Required work.
Your answer should be an exact copy of the lines from the one containing "box: [331, 5, 359, 28]" through the last line of the records below, without any pictures.

Given records.
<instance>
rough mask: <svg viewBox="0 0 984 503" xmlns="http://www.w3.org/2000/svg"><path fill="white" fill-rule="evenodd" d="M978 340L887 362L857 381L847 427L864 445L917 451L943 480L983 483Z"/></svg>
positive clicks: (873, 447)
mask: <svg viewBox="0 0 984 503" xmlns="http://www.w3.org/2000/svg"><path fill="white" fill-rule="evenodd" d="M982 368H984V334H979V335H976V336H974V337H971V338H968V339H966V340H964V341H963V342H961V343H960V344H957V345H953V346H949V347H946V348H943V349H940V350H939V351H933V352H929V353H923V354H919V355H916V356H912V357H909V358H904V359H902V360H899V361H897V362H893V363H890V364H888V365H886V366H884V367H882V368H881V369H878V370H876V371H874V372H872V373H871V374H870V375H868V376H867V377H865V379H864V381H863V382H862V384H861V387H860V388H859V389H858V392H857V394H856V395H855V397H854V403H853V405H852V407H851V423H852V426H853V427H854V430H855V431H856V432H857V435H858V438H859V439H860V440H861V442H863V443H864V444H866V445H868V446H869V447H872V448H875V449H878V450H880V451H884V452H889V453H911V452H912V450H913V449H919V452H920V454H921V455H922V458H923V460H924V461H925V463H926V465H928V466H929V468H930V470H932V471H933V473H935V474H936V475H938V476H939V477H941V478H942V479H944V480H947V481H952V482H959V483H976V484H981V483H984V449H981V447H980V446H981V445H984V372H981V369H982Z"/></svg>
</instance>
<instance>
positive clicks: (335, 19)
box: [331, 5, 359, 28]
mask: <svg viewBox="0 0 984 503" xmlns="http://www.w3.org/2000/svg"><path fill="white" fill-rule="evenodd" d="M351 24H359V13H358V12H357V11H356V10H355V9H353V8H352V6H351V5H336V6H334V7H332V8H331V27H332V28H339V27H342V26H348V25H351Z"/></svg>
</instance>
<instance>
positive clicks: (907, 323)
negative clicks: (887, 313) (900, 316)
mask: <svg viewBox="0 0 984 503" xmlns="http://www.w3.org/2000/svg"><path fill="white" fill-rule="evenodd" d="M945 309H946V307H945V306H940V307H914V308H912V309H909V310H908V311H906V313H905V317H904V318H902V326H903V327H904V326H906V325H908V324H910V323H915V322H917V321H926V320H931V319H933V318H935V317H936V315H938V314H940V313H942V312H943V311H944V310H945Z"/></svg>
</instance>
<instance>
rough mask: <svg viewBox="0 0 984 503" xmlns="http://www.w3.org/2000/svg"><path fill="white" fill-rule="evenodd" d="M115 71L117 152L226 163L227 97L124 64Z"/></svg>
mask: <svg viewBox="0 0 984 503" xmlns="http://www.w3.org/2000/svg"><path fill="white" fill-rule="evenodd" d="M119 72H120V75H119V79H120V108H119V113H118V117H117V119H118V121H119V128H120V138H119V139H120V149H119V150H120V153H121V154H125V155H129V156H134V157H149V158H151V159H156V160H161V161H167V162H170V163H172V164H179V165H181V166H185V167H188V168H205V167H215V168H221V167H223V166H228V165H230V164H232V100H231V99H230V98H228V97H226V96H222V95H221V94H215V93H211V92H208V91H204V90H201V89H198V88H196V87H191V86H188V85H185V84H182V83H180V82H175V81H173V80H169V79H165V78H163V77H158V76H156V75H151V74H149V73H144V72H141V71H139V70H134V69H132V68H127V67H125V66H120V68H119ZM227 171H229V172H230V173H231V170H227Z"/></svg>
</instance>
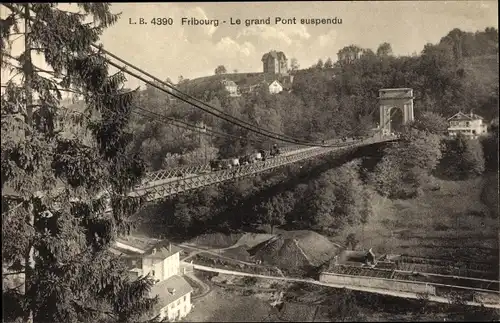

Exercise output.
box: [331, 5, 359, 28]
mask: <svg viewBox="0 0 984 503" xmlns="http://www.w3.org/2000/svg"><path fill="white" fill-rule="evenodd" d="M351 24H359V13H358V12H357V11H356V10H355V9H353V8H352V6H351V5H336V6H334V7H332V8H331V27H332V28H339V27H342V26H348V25H351Z"/></svg>
</instance>
<instance>
positive clicks: (907, 323)
negative clicks: (887, 313) (900, 316)
mask: <svg viewBox="0 0 984 503" xmlns="http://www.w3.org/2000/svg"><path fill="white" fill-rule="evenodd" d="M945 309H946V307H945V306H940V307H914V308H912V309H909V310H908V311H906V313H905V317H904V318H902V326H903V327H904V326H906V325H908V324H910V323H915V322H917V321H926V320H931V319H933V318H935V317H936V315H938V314H940V313H942V312H943V311H944V310H945Z"/></svg>
</instance>
<instance>
rough mask: <svg viewBox="0 0 984 503" xmlns="http://www.w3.org/2000/svg"><path fill="white" fill-rule="evenodd" d="M115 71L117 152L226 163L227 97L124 64Z"/></svg>
mask: <svg viewBox="0 0 984 503" xmlns="http://www.w3.org/2000/svg"><path fill="white" fill-rule="evenodd" d="M119 72H120V75H119V79H120V108H119V113H118V117H117V119H118V121H119V128H120V138H119V139H120V149H119V150H120V153H121V154H125V155H129V156H134V157H149V158H151V159H156V160H161V161H167V162H170V163H172V164H179V165H181V166H185V167H188V168H205V167H215V168H221V167H223V166H228V165H230V164H232V100H231V99H230V98H228V97H226V96H222V95H221V94H215V93H211V92H208V91H204V90H201V89H198V88H196V87H191V86H188V85H185V84H182V83H180V82H175V81H173V80H169V79H165V78H163V77H158V76H156V75H151V74H149V73H144V72H141V71H139V70H134V69H132V68H127V67H125V66H120V68H119ZM227 171H229V172H230V173H231V170H227Z"/></svg>
</instance>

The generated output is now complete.